Pioneer Bible Translators
- Abbreviation: PBT
- Formation: 1976; 50 years ago
- Founder: Al Hamilton
- Type: Non-profit
- Headquarters: Dallas, Texas
- President: Greg Pruett
- Board Chairman: Dave Butts
- Website: www.pioneerbible.org

= Pioneer Bible Translators =

Christian organization

Pioneer Bible Translators is a non-profit, 501(c)(3) mission organization focused on Bible translation in languages that do not already have a Bible.

==History==

Pioneer Bible Translators has its roots in the Restoration Movement. The organization was initially influenced by Cameron Townsend of Wycliffe Bible Translators, Donald McGavran of the Church Growth movement, and Eugene Nida of the United Bible Societies. It incorporated in 1976 in Dallas, Texas.

Pioneer Bible Translators has recently had two of its missionaries serve as president of the International Conference On Missions. Greg Pruett, missionary and Bible translator with the Yalunka people in West Africa, and Pioneer Bible Translators current president, served in 2003. Marsha Relyea Miles, missionary and Bible translator in Papua New Guinea, served in 2007.

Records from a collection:
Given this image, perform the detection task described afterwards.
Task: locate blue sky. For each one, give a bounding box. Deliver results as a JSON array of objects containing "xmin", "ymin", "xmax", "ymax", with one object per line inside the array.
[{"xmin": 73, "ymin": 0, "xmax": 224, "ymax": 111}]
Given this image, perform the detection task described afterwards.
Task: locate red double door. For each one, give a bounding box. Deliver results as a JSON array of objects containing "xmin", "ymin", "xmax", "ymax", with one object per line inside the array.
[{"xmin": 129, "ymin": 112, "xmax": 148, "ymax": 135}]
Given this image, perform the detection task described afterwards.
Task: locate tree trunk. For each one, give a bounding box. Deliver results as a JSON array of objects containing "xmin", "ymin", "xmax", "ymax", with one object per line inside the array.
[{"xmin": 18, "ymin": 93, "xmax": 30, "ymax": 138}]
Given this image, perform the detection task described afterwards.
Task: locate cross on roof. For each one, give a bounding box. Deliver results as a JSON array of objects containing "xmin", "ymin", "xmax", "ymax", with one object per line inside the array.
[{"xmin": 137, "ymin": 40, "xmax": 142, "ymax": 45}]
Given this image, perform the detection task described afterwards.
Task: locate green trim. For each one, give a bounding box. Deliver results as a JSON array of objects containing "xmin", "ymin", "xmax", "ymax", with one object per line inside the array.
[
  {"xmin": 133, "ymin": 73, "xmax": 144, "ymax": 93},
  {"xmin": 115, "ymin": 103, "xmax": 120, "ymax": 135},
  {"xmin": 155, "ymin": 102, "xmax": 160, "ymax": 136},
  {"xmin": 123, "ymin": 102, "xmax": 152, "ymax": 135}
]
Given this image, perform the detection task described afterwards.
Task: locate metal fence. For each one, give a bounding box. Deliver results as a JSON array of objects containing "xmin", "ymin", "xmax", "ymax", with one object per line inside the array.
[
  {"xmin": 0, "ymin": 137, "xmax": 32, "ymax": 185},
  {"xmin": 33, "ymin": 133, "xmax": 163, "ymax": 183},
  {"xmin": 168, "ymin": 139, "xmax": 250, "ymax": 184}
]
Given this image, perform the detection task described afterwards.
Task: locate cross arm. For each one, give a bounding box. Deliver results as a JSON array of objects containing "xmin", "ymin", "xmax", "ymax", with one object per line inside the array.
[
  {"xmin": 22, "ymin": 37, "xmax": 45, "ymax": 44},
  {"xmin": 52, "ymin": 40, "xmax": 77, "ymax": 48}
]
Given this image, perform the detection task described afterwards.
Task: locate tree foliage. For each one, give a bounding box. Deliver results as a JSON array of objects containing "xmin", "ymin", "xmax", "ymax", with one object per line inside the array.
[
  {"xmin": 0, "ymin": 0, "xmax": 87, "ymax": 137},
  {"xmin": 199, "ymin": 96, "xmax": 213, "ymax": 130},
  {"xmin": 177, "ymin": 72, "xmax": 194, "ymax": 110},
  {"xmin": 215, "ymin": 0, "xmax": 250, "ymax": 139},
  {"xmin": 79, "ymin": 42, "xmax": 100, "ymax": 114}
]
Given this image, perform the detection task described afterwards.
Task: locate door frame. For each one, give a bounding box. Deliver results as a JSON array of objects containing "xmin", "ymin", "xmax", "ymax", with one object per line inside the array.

(Directions)
According to the extract on Pioneer Bible Translators, in what year and in which city did the organization incorporate? The lines shown here were drawn from a separate source.

(Solution to this problem)
It incorporated in 1976 in Dallas, Texas.